══ Brano di partenza ══

All-New X-Men #40 – Bendis/Asrar/Beredo
Noise For Nothing
Il termine adatto per definire questa issue è solo uno: controversa. All-New X-Men #40 è un fumetto controverso sotto tutti i punti di vista, pieno di contraddizioni sia nello sviluppo della trama che nella struttura narrativa ed artistica sui cui esso si appoggia. L’enorme attenzione ricevuta, grazie anche agli spoiler pre-issue, ha forse impedito al lettore di prestare attenzione a tutte queste peculiarità: nonostante la maggior parte delle pagine siano dedicate a Bobby Drake e al suo coming-out, All-New X-Men #40 avrebbe momenti decisamente più interessanti se solo Bendis ci avesse dedicato più tempo, senza fossilizzarsi così tanto su Iceman.

═══
══ Materiale estratto ══

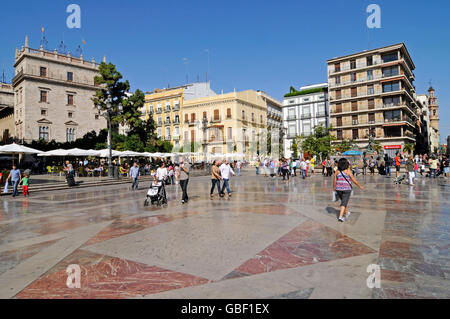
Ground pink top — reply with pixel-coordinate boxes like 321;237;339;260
336;172;352;191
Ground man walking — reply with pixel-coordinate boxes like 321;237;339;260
180;158;191;204
6;165;22;197
406;155;416;186
394;152;401;178
236;161;242;176
219;160;234;197
384;154;392;177
209;160;222;199
130;162;141;190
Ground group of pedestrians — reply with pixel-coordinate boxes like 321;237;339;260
210;160;236;198
255;157;315;181
129;158;191;204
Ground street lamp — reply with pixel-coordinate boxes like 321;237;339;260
97;94;123;177
202;116;208;168
280;127;286;157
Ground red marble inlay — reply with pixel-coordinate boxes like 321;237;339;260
380;241;424;261
16;250;209;299
381;269;414;282
229;221;375;274
82;212;199;247
0;239;60;274
230;205;296;215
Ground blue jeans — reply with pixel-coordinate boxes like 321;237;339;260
301;169;306;179
210;179;221;195
430;168;436;178
11;181;19;196
386;165;391;176
131;177;139;189
221;178;231;194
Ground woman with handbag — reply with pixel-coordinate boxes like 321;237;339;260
333;158;364;222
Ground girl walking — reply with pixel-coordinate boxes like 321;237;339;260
333;158;364;222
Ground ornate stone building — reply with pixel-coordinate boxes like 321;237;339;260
12;36;106;142
428;86;439;153
327;43;419;155
0;82;14;143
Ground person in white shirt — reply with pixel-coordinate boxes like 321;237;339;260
300;158;308;179
156;162;169;182
219;160;235;197
236;161;242;176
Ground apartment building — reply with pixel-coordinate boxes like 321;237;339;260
283;83;330;157
257;91;283;130
12;36;106;142
0;82;14;143
415;94;431;154
428;86;439;153
327;43;418;157
141;82;216;148
183;90;270;158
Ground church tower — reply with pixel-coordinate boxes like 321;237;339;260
428;86;439;153
428;86;439;131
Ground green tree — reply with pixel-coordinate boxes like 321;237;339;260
296;125;334;158
403;143;414;155
334;139;355;153
92;62;130;117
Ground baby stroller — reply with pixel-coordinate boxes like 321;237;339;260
394;174;406;185
144;181;167;207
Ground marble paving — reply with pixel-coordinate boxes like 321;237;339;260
0;170;450;299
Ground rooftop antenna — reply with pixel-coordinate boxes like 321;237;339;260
75;45;83;57
2;64;6;83
205;49;210;82
41;27;48;50
183;58;189;84
58;32;67;55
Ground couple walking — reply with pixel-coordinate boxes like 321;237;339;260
210;160;235;198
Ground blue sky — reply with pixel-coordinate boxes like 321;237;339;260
0;0;450;139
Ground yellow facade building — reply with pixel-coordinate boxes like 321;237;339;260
141;82;215;148
182;90;281;156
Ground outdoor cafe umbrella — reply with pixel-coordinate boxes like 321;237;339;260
342;150;362;156
98;148;122;158
0;143;41;165
38;148;68;157
119;151;145;157
67;148;100;156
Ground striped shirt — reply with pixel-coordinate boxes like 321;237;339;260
336;172;352;191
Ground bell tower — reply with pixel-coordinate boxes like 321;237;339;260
428;86;439;131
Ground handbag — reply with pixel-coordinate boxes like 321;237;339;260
3;181;9;194
339;170;353;196
332;191;338;202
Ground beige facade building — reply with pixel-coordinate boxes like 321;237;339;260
428;86;439;153
12;37;106;142
327;43;418;158
0;82;14;143
182;90;272;156
141;82;216;148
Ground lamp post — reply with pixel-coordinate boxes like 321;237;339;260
97;94;123;177
202;117;208;168
280;127;286;157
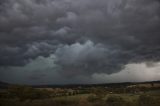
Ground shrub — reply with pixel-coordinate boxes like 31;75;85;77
106;95;126;106
87;95;99;102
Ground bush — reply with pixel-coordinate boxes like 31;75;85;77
106;95;126;106
8;86;49;101
87;95;99;102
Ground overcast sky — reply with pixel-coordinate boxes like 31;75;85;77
0;0;160;84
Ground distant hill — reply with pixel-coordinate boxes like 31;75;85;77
0;81;160;89
32;81;160;88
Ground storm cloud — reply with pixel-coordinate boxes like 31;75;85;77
0;0;160;83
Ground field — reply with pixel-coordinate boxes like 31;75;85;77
0;84;160;106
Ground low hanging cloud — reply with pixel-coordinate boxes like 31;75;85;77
0;0;160;83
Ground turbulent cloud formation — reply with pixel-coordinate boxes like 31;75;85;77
0;0;160;83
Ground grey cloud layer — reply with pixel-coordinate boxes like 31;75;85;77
0;0;160;77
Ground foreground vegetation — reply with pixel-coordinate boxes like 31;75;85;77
0;83;160;106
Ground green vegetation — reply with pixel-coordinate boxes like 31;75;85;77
0;83;160;106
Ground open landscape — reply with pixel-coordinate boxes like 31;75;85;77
0;0;160;106
0;81;160;106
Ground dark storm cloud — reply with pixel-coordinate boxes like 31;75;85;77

═══

• Esercizi proposti:
A - Riporta il passo della recensione di All-New X-Men #40 da "All-New X-Men #40 –" a "tanto su Iceman.".
B - Secondo la recensione di All-New X-Men #40, a chi è dedicata la maggior parte delle pagine dell'albo?

• Soluzioni:
A -
All-New X-Men #40 – Bendis/Asrar/Beredo
Noise For Nothing
Il termine adatto per definire questa issue è solo uno: controversa. All-New X-Men #40 è un fumetto controverso sotto tutti i punti di vista, pieno di contraddizioni sia nello sviluppo della trama che nella struttura narrativa ed artistica sui cui esso si appoggia. L’enorme attenzione ricevuta, grazie anche agli spoiler pre-issue, ha forse impedito al lettore di prestare attenzione a tutte queste peculiarità: nonostante la maggior parte delle pagine siano dedicate a Bobby Drake e al suo coming-out, All-New X-Men #40 avrebbe momenti decisamente più interessanti se solo Bendis ci avesse dedicato più tempo, senza fossilizzarsi così tanto su Iceman.

B - A Bobby Drake e al suo coming-out.